=== Extract to read ===

It is more than likely that if you are directly involved in the agricultural world at some point you’ve heard about precision agriculture. Just like the tablet computers today, or the Macarena in the 1990s, precision agriculture is that unavoidable thing that everyone is talking about and with good reason. With a promise of dramatically increasing productivity by integrating 21st century agriculture technology into the farm, one can’t help but to get excited about all the potential benefits. And since precision agriculture relies on advanced on-board computing systems you can expect tomorrow’s tractors to more closely resemble the car from Knight Rider than your dad’s John Deere.
The premise behind precision agriculture is simple; since terrains are not uniform in most of their dimensions such as soil composition, nutritional needs, crop yields, and pest/disease presence, then the traditional practice of treating them uniformly is hardly ideal. Precision agriculture intends to solve this problem by splitting each block into a grid of smaller plots of land and micromanaging them individually, or performing “site specific management” as we say in agriculture. Of course this is too big a task for people to do with since it requires collecting and analyzing millions of pieces of data. This is where technology comes into play with a variety of advanced technologies such as GPS systems, yield monitors, variable rate applicators, and geospatial statistical analysis software.
Soil composition and yield maps
As with any successful scientific endeavor, a good precision agriculture process requires accurate data. A good place to start is usually by generating soil composition and yield maps of the blocks you wish to analyze. These maps represent the large numbers of samples that will be the basic input for geospatial statistical analysis software that will produce recommendations for different processes such as fertilization, sowing density, and pest/disease control.
The problem with these types of maps is that they can be very difficult to build correctly. A cumulative set of errors coming from many different elements such as GPS system accuracy limitations, usage of multiple harvesting machines on the same fields (Multiple yield monitors), and time delays on data capture due to hardware capacity, can drive the margin of error exponentially even to the point of rendering it useless. This is why having a proper process for minimizing errors during data capture, and where the posterior filtering of suspiciously out of place data (Outliers) become crucial activities.

===

• [What this exercise asks]:
1. Copy the precision agriculture text starting at "The problem with" and ending at "become crucial activities.", renaming "harvesting machines" as "combine harvesters".
2. Answer these questions from the precision agriculture text:
(a) Into what does precision agriculture split each block?
(b) Which maps are usually a good place to start?
(c) What term is given for suspiciously out-of-place data?
The entries that follow come from a separate source and are unrelated to the precision agriculture text.

=== Listed records ===

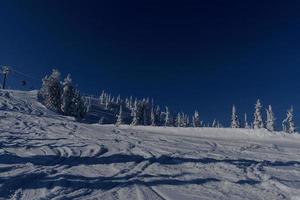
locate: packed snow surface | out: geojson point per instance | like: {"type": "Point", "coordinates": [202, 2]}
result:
{"type": "Point", "coordinates": [44, 155]}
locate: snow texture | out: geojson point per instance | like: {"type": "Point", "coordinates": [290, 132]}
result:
{"type": "Point", "coordinates": [44, 155]}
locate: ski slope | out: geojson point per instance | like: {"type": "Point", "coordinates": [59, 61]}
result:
{"type": "Point", "coordinates": [48, 156]}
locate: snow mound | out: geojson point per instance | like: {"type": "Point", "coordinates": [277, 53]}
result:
{"type": "Point", "coordinates": [47, 156]}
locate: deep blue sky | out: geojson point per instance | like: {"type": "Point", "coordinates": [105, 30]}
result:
{"type": "Point", "coordinates": [204, 55]}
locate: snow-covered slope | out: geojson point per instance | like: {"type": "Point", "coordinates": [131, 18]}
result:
{"type": "Point", "coordinates": [47, 156]}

===

• [Responses per task]:
1.
The problem with these types of maps is that they can be very difficult to build correctly. A cumulative set of errors coming from many different elements such as GPS system accuracy limitations, usage of multiple combine harvesters on the same fields (Multiple yield monitors), and time delays on data capture due to hardware capacity, can drive the margin of error exponentially even to the point of rendering it useless. This is why having a proper process for minimizing errors during data capture, and where the posterior filtering of suspiciously out of place data (Outliers) become crucial activities.

2.
(a) A grid of smaller plots of land.
(b) Soil composition and yield maps.
(c) Outliers.